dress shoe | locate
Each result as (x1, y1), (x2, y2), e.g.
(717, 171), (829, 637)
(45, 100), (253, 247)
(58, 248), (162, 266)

※ ※ ※

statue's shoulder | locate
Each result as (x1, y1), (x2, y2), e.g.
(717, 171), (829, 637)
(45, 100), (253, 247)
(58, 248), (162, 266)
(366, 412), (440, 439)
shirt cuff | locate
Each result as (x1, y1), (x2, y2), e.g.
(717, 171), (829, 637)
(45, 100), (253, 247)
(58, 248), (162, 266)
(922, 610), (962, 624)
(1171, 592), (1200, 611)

※ ※ ※

Could you write out the records from the line with "shirt cuff | locate" up to and including the line with "(1171, 592), (1200, 611)", swapping "result" for "match" and changing nothing else?

(Solution to this exercise)
shirt cuff | locate
Each match as (x1, y1), (x2, y2), e.g.
(717, 171), (829, 637)
(45, 100), (253, 247)
(58, 248), (162, 266)
(922, 610), (962, 624)
(1171, 592), (1200, 611)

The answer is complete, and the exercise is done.